*** Entries supplied ***
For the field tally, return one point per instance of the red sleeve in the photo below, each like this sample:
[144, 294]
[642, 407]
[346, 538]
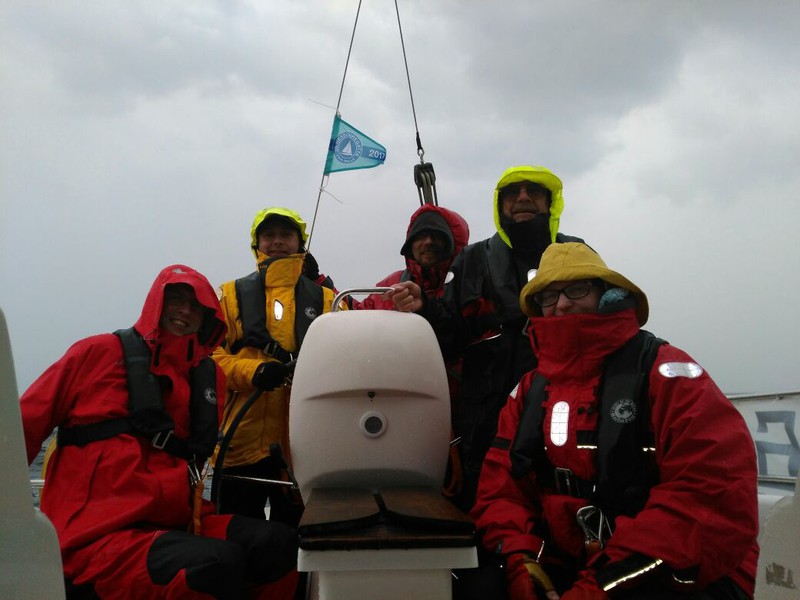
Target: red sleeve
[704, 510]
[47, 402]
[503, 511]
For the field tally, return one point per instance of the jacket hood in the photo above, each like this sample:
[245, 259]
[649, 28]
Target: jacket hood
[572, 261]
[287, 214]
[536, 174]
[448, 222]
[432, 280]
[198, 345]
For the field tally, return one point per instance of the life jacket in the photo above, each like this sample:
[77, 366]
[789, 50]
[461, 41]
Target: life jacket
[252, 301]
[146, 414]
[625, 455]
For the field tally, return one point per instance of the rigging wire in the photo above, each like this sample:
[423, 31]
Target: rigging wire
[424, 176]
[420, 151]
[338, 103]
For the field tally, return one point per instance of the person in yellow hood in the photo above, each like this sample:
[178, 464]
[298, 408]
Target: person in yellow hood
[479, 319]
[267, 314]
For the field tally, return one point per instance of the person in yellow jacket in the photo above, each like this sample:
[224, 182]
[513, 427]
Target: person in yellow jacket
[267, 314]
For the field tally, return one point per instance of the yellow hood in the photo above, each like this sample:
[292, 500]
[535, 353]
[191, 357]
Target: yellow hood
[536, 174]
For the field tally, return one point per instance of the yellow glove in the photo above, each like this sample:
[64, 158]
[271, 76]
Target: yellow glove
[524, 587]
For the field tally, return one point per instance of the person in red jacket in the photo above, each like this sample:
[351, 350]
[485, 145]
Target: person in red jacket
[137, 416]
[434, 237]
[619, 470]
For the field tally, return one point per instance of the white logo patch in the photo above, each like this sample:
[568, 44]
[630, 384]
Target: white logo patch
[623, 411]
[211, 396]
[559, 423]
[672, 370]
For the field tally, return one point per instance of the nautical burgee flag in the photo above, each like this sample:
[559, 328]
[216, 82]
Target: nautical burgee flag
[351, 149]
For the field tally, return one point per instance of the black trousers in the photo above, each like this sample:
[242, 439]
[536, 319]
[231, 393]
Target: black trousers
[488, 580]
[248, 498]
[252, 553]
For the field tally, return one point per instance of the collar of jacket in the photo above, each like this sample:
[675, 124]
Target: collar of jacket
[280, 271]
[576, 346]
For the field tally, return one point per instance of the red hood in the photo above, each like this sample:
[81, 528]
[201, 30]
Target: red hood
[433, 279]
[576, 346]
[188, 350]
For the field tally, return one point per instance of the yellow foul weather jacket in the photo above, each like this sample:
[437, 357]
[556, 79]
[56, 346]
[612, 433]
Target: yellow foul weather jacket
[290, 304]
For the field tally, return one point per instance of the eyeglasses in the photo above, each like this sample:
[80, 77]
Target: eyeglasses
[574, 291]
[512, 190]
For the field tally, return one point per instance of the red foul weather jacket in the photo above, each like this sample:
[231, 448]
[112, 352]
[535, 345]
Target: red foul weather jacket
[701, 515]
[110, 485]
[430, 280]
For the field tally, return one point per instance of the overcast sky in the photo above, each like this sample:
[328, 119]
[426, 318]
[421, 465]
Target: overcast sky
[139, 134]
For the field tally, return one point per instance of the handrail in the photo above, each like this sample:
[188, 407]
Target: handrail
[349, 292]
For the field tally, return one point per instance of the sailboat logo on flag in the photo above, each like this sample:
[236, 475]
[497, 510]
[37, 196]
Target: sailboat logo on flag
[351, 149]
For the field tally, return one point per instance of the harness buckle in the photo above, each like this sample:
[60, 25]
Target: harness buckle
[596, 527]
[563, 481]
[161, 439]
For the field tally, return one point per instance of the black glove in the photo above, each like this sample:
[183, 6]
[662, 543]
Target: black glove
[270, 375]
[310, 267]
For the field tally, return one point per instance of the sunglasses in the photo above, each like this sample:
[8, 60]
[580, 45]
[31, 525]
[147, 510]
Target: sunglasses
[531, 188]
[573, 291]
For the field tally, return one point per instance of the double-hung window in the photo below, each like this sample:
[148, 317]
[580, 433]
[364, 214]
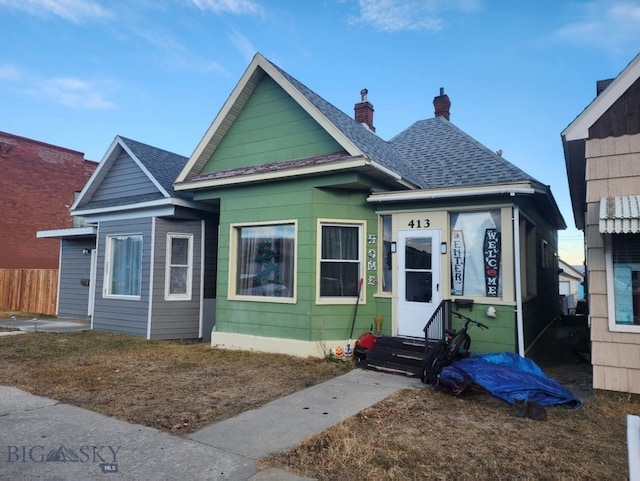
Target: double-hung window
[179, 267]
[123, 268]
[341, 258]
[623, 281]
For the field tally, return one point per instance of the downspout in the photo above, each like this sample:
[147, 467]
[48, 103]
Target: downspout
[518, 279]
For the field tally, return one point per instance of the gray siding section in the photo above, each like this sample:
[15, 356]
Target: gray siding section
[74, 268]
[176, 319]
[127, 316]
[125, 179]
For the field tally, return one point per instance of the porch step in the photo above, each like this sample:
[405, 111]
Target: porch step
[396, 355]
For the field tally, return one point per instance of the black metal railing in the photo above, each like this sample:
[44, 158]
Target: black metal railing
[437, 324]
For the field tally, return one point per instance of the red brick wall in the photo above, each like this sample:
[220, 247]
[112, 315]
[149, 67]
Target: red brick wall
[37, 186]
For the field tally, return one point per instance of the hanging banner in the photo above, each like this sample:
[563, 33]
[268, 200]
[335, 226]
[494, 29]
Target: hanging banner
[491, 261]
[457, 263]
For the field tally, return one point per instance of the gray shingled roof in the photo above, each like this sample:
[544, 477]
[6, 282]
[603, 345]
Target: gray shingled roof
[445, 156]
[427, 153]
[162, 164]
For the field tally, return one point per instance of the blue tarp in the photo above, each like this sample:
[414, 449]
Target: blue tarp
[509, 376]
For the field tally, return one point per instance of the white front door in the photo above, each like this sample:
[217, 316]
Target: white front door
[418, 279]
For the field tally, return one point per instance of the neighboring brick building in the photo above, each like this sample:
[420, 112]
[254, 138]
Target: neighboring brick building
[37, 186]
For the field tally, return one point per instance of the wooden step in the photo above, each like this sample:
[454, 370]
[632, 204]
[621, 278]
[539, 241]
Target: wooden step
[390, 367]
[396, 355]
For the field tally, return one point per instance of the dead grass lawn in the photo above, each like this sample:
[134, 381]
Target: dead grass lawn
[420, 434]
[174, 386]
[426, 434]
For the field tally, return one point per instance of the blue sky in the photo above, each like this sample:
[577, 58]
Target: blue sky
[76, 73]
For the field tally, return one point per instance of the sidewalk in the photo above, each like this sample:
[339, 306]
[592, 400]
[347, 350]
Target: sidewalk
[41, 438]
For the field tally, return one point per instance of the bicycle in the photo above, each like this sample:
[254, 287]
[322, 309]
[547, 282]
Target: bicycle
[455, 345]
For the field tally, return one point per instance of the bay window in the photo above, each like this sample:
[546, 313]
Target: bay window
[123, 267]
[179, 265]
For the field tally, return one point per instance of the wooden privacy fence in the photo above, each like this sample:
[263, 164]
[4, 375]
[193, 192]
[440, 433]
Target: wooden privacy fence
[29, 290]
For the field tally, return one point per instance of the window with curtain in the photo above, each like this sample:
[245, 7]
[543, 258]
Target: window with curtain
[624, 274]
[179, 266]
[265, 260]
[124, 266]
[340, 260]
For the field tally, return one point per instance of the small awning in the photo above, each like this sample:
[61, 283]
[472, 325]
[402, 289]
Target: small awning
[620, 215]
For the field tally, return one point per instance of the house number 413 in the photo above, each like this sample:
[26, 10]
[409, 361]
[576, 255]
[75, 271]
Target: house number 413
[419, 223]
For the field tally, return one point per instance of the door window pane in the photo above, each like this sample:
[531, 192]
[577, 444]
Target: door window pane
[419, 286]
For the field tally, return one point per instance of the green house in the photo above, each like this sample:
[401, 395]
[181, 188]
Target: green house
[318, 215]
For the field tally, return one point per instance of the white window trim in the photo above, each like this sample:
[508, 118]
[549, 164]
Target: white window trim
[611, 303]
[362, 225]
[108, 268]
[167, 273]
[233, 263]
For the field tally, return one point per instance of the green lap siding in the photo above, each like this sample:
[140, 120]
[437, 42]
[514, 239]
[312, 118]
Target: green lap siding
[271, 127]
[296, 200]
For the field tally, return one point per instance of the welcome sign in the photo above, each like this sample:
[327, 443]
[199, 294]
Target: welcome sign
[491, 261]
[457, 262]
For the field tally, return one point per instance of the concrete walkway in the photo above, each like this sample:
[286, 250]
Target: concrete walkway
***
→ **Problem details**:
Every line from the one holding "the green lap" through the final line of the listing must be echoed exactly; leave out all other lines.

→ **Exercise response**:
For the field tally, return one point per instance of the green lap siding in the photo above, each like this sample:
[140, 120]
[437, 42]
[514, 239]
[312, 118]
Target: green lap siding
[271, 127]
[296, 200]
For the field tally, return one point per instance of the welcome sign in the photo above, each like this sample:
[327, 443]
[199, 294]
Target: welcome sign
[491, 261]
[457, 262]
For the field tally, return one point per instance of the concrete walkway in the photo above, each like this sample:
[286, 250]
Target: concrete walkway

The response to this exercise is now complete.